#### Extract

MLB: Our strategy has been designed to be non-dependent on external factors, so we can and do deploy regardless of the environment. Obviously, when there is an exogenous event
leading to a broader market dislocation, that creates opportunities with potentially abnormal risk-return trade-offs, where we typically try to extract value.
The secondary opportunity has improved since February but, unlike covid where the window of opportunity was extremely short, this is more likely to be a slow burn.
JO: Recently, we have seen more unexpected and potentially quite negative events, which have translated into market repricing. We have looked at secondaries opportunities but those are still expensive. We are cautious: we are doing the work and awaiting for the right entry points across a wide range of sectors and issuers.
Likewise, on the private side it is a bit early to assess the full impact of the situation. We are certainly observing some level of stress and demand for working capital solutions, but the banks are broadly responding for now. Going forward, they may be more cautious and that will create opportunities for us.
This year and beyond is going to see maturities that need to be repaid at a time when growth is slowing and costs are increasing, which will compress margins and put pressure on companies, creating a need for flexible solutions.
Which sectors and geographies are currently exhibiting the most signs of distress?
MLB: We are slowly coming out of a period where the most impacted sectors were hospitality and travel. We are now entering a new paradigm that is less predictable because it is about supply chain issues and global inflationary pressures. That makes it difficult to foresee the medium-term effects.

########
#### Provided data

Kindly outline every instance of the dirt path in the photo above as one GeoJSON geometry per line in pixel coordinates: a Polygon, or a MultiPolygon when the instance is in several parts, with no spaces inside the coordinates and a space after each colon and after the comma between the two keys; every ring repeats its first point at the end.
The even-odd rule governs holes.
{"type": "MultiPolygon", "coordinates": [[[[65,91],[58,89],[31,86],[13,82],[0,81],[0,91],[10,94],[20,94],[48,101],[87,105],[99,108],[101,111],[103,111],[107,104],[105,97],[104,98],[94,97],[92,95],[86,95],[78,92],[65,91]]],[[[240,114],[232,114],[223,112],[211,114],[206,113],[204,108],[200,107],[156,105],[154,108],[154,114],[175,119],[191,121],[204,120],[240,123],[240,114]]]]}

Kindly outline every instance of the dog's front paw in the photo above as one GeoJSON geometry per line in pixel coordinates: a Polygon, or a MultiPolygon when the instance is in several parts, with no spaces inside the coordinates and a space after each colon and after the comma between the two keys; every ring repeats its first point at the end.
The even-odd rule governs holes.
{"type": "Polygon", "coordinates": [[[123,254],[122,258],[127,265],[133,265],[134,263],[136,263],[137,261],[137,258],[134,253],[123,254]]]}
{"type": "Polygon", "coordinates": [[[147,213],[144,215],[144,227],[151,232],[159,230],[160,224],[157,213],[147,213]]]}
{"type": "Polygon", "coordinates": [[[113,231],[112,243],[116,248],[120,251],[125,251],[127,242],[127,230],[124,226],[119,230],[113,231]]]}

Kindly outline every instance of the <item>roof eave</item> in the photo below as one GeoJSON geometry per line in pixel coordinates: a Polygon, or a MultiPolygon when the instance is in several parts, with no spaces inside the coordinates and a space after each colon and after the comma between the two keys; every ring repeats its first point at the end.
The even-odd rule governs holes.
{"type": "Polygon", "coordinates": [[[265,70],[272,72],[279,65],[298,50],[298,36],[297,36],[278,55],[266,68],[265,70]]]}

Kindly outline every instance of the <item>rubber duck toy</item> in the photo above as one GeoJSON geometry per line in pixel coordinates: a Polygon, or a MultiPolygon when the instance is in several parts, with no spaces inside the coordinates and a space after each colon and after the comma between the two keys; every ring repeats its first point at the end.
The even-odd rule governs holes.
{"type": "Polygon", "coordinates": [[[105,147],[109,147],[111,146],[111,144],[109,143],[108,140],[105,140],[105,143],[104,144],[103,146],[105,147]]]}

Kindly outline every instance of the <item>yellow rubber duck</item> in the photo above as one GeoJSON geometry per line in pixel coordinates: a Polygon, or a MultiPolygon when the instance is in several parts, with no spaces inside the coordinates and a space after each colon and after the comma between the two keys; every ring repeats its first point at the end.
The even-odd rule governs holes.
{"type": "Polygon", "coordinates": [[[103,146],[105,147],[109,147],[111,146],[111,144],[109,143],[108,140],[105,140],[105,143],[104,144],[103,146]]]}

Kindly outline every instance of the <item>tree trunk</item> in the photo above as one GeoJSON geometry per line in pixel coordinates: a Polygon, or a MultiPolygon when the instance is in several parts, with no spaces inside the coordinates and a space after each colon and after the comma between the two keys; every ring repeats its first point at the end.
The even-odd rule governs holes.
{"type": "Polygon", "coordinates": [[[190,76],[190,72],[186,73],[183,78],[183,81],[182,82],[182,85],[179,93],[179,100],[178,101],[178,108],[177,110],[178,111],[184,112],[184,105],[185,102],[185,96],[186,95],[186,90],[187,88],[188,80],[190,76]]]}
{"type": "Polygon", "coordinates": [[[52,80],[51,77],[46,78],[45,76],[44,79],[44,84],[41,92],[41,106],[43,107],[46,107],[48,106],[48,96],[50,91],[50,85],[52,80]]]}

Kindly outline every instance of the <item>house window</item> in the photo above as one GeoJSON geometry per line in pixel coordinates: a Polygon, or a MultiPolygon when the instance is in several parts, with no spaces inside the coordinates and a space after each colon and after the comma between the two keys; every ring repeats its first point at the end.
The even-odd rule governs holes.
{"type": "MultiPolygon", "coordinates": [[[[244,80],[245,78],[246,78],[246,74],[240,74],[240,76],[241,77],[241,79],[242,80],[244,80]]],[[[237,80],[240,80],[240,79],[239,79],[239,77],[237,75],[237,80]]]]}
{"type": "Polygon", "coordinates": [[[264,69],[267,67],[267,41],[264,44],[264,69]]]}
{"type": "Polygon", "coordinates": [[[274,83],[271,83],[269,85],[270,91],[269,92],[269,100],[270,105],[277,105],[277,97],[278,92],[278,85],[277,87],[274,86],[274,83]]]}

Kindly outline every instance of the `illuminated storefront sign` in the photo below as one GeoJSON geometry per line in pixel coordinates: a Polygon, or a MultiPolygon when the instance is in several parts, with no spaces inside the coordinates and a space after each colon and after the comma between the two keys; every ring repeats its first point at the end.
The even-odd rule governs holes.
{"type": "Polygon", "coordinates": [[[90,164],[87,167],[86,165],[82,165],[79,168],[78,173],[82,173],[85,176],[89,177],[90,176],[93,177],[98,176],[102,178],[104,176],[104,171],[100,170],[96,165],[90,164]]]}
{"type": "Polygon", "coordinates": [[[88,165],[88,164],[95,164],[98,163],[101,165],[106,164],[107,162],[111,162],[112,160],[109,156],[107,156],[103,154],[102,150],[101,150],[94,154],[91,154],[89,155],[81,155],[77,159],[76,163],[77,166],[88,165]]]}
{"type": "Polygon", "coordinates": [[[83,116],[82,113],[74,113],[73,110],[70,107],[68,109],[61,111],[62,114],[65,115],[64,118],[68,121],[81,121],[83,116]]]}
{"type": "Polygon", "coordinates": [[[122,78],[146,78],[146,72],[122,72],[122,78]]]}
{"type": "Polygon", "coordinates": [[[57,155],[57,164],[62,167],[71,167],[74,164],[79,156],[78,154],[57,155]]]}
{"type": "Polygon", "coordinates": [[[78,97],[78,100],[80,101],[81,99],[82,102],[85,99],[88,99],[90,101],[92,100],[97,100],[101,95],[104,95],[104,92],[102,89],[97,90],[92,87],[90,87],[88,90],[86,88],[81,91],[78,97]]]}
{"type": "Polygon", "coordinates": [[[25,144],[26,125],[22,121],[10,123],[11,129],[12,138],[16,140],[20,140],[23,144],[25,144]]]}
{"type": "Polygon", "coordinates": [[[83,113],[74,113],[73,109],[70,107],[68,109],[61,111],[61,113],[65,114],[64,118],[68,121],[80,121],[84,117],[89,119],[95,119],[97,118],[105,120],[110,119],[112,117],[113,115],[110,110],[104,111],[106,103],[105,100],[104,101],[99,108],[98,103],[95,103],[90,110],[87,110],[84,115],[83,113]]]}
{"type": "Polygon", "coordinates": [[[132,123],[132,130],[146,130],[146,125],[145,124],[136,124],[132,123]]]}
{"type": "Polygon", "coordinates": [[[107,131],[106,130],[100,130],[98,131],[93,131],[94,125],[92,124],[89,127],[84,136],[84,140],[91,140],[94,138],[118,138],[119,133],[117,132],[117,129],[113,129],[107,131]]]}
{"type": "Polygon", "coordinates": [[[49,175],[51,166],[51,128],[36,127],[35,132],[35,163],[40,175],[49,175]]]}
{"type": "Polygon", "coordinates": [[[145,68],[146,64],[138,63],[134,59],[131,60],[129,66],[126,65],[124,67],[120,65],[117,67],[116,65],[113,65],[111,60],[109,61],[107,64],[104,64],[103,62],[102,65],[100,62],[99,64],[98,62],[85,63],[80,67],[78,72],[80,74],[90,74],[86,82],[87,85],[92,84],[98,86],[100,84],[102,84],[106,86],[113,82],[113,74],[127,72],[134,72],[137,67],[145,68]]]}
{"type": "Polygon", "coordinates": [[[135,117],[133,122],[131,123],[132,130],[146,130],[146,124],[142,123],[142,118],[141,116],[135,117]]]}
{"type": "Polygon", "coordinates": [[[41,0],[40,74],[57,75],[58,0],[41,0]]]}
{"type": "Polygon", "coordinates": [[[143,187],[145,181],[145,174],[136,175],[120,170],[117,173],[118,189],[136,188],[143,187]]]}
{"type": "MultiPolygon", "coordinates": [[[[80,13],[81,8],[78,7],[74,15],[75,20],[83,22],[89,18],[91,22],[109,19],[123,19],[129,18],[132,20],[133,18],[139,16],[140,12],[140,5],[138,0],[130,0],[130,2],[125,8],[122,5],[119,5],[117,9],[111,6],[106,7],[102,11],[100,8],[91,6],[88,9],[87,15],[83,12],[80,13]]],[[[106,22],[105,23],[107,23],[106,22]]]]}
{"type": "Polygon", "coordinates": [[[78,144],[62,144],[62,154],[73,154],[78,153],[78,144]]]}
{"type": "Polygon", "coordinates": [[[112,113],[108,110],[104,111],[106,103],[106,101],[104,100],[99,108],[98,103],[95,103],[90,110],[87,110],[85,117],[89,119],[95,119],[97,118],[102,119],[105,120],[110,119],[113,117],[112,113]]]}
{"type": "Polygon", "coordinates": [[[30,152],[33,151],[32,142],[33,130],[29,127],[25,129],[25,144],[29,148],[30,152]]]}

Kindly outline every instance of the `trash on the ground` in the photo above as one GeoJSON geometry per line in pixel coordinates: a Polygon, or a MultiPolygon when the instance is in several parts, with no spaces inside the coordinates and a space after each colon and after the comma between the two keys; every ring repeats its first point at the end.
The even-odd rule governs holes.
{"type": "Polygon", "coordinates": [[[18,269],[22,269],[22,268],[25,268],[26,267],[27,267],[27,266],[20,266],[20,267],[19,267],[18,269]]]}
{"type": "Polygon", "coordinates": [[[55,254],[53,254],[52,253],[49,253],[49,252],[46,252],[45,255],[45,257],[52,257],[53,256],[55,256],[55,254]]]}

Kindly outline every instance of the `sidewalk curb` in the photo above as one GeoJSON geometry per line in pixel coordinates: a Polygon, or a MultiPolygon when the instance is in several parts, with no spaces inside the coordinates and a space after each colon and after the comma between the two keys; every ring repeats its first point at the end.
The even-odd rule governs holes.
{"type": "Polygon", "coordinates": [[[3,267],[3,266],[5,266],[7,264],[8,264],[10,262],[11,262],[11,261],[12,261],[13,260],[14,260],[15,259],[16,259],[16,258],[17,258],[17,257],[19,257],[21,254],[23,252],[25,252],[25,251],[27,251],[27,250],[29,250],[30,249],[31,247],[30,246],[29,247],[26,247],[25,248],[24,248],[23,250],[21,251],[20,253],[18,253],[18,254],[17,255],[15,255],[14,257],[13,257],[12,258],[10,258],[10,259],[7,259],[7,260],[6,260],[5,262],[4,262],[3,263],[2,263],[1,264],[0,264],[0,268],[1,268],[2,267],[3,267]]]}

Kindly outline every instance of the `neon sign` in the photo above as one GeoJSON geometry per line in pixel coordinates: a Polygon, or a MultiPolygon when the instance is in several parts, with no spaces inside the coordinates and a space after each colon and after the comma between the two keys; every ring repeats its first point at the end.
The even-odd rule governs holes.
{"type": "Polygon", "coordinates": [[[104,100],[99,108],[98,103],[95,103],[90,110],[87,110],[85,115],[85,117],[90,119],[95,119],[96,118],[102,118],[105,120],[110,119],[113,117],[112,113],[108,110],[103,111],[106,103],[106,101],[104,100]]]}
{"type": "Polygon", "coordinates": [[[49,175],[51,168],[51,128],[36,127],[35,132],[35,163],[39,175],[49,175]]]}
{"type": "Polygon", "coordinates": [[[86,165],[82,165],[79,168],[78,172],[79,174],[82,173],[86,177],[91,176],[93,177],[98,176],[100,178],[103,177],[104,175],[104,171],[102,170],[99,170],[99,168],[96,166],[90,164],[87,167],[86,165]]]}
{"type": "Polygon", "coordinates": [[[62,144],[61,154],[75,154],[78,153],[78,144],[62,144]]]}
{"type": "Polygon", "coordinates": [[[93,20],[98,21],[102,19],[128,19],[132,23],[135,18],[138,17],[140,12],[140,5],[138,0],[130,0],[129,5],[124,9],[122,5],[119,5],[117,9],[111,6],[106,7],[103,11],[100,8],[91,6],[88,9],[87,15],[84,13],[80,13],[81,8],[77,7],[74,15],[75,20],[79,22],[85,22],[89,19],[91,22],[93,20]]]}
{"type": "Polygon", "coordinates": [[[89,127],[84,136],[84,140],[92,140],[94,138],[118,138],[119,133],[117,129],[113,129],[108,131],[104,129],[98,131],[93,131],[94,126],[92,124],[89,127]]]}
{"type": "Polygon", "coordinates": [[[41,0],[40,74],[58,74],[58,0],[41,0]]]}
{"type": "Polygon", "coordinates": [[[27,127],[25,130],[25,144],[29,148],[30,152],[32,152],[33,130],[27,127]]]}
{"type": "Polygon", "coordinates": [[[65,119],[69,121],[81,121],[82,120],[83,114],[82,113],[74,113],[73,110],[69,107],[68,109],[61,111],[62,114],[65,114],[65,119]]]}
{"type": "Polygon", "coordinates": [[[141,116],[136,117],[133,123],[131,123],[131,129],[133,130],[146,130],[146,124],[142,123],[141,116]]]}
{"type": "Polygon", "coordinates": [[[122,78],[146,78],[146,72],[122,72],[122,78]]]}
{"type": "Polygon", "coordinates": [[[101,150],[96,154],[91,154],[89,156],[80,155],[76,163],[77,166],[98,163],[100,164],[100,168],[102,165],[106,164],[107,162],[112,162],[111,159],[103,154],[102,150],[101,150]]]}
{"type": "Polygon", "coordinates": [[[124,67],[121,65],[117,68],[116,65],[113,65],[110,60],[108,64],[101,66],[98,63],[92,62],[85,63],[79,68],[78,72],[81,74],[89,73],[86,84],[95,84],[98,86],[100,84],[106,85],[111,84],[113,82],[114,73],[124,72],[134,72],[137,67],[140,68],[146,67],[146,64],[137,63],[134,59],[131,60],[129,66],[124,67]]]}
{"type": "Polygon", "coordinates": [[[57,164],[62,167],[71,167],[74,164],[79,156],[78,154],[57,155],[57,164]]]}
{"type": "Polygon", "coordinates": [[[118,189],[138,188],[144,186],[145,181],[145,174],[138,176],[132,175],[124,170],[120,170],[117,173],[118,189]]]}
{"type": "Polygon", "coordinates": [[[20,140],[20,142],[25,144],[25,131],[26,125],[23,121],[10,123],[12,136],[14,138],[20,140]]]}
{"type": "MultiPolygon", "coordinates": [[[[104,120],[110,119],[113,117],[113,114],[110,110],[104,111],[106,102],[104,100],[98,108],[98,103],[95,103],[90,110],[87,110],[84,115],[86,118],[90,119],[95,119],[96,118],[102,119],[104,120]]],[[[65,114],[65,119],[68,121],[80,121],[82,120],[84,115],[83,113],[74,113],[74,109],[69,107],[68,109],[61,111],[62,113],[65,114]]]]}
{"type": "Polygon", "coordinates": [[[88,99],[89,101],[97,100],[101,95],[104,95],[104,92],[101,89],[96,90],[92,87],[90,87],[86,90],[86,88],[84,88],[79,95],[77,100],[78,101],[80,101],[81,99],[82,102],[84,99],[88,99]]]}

########

*Work request*. Can you return the part of the interview between "The secondary opportunity" and "a slow burn.", inclusive? None of the records are needed for this.

*Response area*.
The secondary opportunity has improved since February but, unlike covid where the window of opportunity was extremely short, this is more likely to be a slow burn.